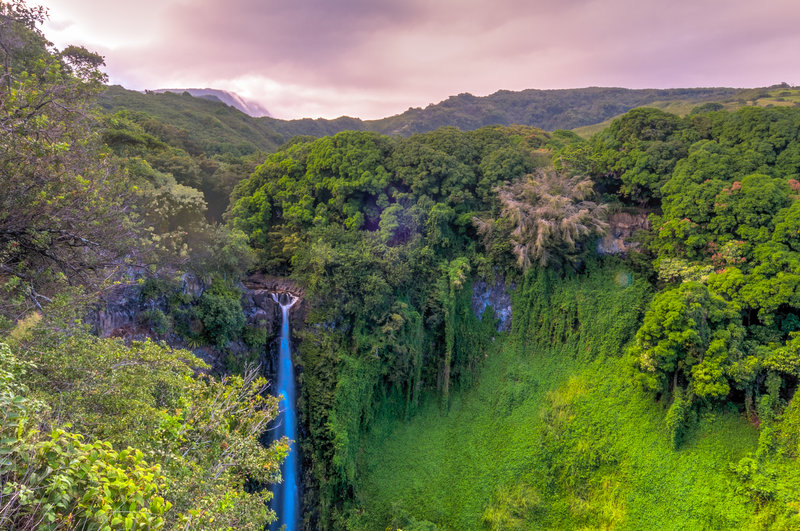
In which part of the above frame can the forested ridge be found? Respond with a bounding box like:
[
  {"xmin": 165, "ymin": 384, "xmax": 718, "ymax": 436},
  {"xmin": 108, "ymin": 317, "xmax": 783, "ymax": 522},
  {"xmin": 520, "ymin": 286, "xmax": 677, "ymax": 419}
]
[{"xmin": 0, "ymin": 1, "xmax": 800, "ymax": 530}]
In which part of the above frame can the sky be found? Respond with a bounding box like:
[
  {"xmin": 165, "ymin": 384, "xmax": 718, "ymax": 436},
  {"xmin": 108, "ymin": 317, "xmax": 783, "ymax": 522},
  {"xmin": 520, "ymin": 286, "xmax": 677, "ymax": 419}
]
[{"xmin": 40, "ymin": 0, "xmax": 800, "ymax": 119}]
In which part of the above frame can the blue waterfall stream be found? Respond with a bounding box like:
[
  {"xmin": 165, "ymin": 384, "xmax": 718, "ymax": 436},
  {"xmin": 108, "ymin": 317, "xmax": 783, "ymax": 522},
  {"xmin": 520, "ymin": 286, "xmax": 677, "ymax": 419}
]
[{"xmin": 270, "ymin": 293, "xmax": 300, "ymax": 531}]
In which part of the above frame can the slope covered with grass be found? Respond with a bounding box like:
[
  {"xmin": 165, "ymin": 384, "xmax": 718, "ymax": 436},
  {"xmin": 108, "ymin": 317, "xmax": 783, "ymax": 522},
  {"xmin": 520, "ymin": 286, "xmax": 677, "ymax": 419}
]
[{"xmin": 353, "ymin": 264, "xmax": 757, "ymax": 529}]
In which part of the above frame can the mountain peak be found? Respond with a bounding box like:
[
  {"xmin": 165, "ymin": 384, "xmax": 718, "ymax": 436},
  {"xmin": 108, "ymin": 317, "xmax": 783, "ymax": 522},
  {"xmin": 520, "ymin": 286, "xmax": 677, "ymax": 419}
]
[{"xmin": 150, "ymin": 88, "xmax": 272, "ymax": 118}]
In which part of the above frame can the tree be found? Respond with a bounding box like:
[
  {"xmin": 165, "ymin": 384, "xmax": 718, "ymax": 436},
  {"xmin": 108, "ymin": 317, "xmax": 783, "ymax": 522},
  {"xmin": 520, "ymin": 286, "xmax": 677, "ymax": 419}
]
[
  {"xmin": 475, "ymin": 171, "xmax": 608, "ymax": 270},
  {"xmin": 0, "ymin": 1, "xmax": 135, "ymax": 316},
  {"xmin": 633, "ymin": 282, "xmax": 744, "ymax": 398}
]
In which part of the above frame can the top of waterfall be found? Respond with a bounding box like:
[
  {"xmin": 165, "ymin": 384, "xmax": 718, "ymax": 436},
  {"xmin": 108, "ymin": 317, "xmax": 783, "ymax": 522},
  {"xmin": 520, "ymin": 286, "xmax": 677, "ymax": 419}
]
[{"xmin": 272, "ymin": 292, "xmax": 298, "ymax": 309}]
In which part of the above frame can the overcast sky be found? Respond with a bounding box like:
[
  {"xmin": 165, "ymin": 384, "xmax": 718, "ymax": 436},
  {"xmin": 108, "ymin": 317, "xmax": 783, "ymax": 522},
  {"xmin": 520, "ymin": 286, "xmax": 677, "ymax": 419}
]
[{"xmin": 42, "ymin": 0, "xmax": 800, "ymax": 118}]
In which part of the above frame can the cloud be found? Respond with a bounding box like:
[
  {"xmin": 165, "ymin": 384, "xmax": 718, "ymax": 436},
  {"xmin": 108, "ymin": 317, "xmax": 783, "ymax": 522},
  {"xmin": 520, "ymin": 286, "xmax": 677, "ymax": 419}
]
[{"xmin": 42, "ymin": 0, "xmax": 800, "ymax": 118}]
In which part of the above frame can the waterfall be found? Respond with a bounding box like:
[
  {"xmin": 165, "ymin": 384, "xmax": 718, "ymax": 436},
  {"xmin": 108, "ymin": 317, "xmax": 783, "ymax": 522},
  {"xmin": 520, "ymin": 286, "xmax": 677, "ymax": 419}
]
[{"xmin": 270, "ymin": 293, "xmax": 300, "ymax": 531}]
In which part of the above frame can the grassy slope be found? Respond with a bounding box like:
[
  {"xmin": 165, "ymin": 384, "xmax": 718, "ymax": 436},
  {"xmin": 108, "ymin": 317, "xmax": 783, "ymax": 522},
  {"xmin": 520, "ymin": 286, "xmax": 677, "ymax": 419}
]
[
  {"xmin": 355, "ymin": 268, "xmax": 757, "ymax": 529},
  {"xmin": 572, "ymin": 87, "xmax": 800, "ymax": 138}
]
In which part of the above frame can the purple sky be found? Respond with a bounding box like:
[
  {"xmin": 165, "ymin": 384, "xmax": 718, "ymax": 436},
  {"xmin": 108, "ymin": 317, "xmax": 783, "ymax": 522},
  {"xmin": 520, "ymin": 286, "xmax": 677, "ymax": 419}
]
[{"xmin": 40, "ymin": 0, "xmax": 800, "ymax": 118}]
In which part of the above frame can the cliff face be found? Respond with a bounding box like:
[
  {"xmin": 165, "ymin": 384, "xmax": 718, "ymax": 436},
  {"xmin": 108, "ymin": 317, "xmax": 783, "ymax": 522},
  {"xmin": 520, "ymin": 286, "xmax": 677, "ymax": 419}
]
[
  {"xmin": 242, "ymin": 273, "xmax": 308, "ymax": 328},
  {"xmin": 86, "ymin": 273, "xmax": 306, "ymax": 376},
  {"xmin": 472, "ymin": 278, "xmax": 514, "ymax": 332}
]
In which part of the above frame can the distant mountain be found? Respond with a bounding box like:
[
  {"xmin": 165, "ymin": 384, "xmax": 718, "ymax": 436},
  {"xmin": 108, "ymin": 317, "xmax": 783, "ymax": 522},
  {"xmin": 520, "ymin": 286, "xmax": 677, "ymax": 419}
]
[
  {"xmin": 148, "ymin": 89, "xmax": 272, "ymax": 118},
  {"xmin": 100, "ymin": 86, "xmax": 762, "ymax": 155}
]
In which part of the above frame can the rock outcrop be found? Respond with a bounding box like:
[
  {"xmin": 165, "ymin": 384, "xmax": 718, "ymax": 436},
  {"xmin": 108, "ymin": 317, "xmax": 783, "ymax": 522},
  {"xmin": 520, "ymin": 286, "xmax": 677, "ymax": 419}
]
[
  {"xmin": 472, "ymin": 278, "xmax": 514, "ymax": 332},
  {"xmin": 597, "ymin": 212, "xmax": 650, "ymax": 254}
]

---------------

WHAT YOU SHOULD DO:
Identify every line in the entries above that contains the word "slope", and copy each of those lines in full.

EXERCISE OUTPUT:
In which part of the above frame can the slope covered with grass be found? Respond with a bounding box like:
In which part of the above frame can the grassy slope be found? Respond with a bounding box like:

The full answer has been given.